Request:
Print, please, the line that contains "black backpack, one line per instance." and each line after it to the end of the entries, unchanged and with nothing else.

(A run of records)
--*--

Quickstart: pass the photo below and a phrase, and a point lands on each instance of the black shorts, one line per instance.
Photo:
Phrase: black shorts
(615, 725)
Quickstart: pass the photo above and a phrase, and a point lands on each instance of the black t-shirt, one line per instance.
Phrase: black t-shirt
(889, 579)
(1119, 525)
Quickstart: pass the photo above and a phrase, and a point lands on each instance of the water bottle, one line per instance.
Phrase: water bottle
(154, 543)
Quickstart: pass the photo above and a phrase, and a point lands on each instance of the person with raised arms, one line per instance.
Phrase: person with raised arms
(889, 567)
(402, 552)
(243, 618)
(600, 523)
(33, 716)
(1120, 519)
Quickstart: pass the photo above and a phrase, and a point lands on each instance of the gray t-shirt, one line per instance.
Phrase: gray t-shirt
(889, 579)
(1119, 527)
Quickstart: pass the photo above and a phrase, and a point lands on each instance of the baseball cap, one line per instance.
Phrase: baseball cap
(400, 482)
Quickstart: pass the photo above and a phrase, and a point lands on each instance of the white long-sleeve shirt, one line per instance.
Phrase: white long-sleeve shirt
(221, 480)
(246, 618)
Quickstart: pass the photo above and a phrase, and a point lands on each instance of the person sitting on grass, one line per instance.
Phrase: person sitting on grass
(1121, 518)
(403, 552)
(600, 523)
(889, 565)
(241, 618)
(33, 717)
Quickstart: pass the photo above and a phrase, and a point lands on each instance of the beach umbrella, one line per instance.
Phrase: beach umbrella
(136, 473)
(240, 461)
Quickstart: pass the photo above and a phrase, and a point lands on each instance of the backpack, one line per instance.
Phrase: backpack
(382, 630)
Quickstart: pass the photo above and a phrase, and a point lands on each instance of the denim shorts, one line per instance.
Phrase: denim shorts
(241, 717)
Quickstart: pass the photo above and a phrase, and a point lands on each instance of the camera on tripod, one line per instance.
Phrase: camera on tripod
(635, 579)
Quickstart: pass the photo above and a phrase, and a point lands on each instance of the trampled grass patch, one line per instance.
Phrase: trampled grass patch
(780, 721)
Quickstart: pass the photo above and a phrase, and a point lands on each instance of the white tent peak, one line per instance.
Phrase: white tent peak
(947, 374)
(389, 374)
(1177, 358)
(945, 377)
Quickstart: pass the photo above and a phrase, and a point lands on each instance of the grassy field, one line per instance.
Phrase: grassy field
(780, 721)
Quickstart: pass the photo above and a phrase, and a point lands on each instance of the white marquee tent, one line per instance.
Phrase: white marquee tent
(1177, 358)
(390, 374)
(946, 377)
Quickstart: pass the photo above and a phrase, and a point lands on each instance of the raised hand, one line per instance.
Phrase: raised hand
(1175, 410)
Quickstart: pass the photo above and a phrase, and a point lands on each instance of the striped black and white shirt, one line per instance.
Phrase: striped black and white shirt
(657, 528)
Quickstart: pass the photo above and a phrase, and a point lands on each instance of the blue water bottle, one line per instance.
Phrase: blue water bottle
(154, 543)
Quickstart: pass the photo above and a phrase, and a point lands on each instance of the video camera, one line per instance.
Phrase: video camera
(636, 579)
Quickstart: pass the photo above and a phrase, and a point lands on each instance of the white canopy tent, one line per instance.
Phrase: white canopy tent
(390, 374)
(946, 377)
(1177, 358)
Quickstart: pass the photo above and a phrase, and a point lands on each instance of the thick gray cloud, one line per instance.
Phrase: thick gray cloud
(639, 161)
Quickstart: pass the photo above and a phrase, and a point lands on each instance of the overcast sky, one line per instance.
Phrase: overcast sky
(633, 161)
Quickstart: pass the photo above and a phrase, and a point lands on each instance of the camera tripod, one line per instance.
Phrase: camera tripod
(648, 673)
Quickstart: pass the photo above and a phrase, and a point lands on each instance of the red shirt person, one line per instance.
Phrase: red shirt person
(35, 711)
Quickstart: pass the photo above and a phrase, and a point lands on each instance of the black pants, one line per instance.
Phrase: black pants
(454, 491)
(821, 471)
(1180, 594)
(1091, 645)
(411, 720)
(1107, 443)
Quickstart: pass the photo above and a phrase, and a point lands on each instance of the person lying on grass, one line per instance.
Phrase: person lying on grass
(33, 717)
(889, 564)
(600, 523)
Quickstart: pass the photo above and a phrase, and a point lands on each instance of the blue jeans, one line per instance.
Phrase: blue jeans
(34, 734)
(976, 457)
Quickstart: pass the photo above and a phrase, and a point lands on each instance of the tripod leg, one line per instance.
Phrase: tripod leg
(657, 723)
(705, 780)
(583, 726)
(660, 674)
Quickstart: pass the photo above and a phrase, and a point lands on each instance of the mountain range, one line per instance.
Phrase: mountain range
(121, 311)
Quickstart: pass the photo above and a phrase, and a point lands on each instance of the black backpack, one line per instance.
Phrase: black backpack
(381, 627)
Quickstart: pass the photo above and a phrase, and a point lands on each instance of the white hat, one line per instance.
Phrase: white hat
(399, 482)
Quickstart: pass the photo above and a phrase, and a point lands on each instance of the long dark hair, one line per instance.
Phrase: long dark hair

--*--

Written response:
Quickstart: pass the photo above and a phrase, and a point lands on each instance of the black backpack, one line per instance.
Phrase: black backpack
(381, 627)
Quickstart: pass the photo above and a phrase, and a point lands on each instance of the white hat, one line per instance.
Phrase: white hat
(399, 482)
Quickstart: pass the photo above and a phrase, and a point lands on each instance of the long dark hair, one line per instance.
Phrase: long dark hair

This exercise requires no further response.